- What you are asked to do -
In the Gang of Four passage, reproduce the stretch from "Perhaps more than" through "each other’s music.", swapping every "St. Vincent" for "Clark".

Perhaps more than any other major modern indie musician, St. Vincent has kept the “angularity” of ’80s post-punk guitar playing alive. She’s covered The Pop Group and Big Black (themselves surely influenced by Gang of Four), and she’s gone on record saying Andy Gill is her favorite guitarist and that her style was deeply influenced by what he did in Gang of Four. Gill, meanwhile, has similarly effused over St. Vincent. If you need more on their Mutual Appreciation society, Gill and Clark interviewed each other on The Talkhouse Podcast back in 2015 and it’s a pleasure hearing these two guitar greats geek out over gear and each other’s music.

Governors Ball 2018 - Friday
photo by P Squared

Yeah Yeah Yeahs

Much like what was going on in the UK at the same time, the early-’00s Williamsburg scene would not have sounded like it did without Gang of Four. While not the most blatant in their thievery, Yeah Yeah Yeahs were the biggest of the bunch and it’s hard to listen to songs like “Rich” or “Pin” from their debut album Fever to Tell, and not hear at least a little of Andy Gill in Nick ZInner’s equally inventive guitar style. Yeah Yeah Yeahs were one of the bands to pay them back on 2005’s remix album Return the Gift, with Karen O adding vocals to slinky classic “I Love a Man in a Uniform.”

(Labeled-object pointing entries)
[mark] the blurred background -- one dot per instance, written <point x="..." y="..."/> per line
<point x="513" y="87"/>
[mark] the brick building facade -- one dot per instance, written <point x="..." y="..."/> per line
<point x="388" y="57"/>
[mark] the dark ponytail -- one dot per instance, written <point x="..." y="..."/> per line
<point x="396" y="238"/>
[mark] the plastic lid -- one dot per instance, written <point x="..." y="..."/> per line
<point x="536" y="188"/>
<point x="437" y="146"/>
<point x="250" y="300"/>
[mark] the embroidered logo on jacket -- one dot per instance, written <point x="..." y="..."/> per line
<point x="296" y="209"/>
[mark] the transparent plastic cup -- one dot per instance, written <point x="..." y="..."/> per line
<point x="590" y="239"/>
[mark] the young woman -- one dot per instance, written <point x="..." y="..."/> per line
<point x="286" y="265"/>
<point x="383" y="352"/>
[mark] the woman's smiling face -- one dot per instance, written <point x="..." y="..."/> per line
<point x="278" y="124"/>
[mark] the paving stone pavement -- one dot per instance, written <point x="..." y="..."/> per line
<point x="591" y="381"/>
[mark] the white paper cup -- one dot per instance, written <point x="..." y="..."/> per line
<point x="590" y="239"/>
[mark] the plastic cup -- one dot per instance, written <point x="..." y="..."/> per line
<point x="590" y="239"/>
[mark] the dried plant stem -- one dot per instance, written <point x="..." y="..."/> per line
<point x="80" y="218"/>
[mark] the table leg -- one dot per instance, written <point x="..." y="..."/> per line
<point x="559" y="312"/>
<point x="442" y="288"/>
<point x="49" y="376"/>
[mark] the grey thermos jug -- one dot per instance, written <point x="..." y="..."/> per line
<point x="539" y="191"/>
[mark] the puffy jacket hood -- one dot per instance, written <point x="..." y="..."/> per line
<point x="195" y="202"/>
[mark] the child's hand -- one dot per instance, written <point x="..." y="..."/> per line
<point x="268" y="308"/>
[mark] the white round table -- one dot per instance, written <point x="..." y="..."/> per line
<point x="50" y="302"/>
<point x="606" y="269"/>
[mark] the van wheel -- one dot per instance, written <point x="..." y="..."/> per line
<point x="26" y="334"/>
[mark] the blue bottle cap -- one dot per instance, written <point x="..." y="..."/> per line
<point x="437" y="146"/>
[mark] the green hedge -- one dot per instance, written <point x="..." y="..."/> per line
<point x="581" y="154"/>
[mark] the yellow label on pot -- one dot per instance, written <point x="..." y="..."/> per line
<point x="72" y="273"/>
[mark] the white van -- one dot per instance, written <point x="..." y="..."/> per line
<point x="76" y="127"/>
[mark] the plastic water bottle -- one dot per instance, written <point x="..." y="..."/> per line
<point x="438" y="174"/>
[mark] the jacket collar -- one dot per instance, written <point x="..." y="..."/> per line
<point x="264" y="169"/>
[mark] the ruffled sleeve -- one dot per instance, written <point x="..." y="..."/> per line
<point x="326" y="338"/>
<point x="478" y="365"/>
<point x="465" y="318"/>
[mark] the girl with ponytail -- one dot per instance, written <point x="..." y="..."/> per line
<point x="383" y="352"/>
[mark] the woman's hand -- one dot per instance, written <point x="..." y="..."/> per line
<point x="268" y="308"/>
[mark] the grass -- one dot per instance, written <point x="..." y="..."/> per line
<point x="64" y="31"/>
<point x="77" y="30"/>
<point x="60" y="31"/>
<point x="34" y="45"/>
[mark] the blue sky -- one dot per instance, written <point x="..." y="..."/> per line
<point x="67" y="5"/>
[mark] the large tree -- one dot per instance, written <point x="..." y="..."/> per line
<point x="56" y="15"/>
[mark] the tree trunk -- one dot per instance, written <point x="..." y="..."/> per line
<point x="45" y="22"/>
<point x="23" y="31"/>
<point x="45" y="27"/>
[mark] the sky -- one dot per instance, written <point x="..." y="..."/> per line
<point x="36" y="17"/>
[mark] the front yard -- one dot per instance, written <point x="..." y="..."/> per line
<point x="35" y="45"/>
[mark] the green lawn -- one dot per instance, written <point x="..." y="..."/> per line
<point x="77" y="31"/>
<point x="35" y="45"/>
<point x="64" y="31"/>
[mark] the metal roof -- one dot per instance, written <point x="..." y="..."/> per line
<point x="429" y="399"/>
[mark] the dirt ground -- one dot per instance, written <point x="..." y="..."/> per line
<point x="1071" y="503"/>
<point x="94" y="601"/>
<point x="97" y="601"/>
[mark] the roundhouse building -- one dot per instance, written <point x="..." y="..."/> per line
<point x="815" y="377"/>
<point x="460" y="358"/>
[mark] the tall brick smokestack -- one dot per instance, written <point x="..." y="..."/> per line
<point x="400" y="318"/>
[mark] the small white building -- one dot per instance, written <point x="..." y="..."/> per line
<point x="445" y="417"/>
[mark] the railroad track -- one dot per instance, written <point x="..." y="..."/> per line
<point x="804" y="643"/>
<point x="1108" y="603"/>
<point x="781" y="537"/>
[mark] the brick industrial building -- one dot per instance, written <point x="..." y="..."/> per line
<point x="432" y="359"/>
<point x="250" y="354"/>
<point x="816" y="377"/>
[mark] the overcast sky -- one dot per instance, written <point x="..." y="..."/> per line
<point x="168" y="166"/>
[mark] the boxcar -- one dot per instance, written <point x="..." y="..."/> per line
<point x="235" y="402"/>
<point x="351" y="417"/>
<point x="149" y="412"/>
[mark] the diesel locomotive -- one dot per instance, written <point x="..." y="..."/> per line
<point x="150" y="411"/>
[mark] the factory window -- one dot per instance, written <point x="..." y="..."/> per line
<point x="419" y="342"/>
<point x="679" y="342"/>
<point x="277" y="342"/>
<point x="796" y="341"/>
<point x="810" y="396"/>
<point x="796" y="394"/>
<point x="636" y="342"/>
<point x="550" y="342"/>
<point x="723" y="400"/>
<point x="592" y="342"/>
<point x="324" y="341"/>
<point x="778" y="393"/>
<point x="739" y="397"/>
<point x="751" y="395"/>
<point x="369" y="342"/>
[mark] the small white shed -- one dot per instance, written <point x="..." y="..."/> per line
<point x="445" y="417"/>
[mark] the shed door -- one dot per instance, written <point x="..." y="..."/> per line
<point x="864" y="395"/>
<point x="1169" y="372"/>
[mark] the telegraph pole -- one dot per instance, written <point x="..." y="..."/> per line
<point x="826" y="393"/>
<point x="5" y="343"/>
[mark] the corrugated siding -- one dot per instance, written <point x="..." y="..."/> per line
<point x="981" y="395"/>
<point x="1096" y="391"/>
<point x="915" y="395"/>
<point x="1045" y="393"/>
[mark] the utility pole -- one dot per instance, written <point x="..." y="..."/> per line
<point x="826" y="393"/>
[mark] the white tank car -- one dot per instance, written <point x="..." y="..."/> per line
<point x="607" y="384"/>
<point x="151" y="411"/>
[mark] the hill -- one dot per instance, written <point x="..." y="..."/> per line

- Exercise answer -
Perhaps more than any other major modern indie musician, Clark has kept the “angularity” of ’80s post-punk guitar playing alive. She’s covered The Pop Group and Big Black (themselves surely influenced by Gang of Four), and she’s gone on record saying Andy Gill is her favorite guitarist and that her style was deeply influenced by what he did in Gang of Four. Gill, meanwhile, has similarly effused over Clark. If you need more on their Mutual Appreciation society, Gill and Clark interviewed each other on The Talkhouse Podcast back in 2015 and it’s a pleasure hearing these two guitar greats geek out over gear and each other’s music.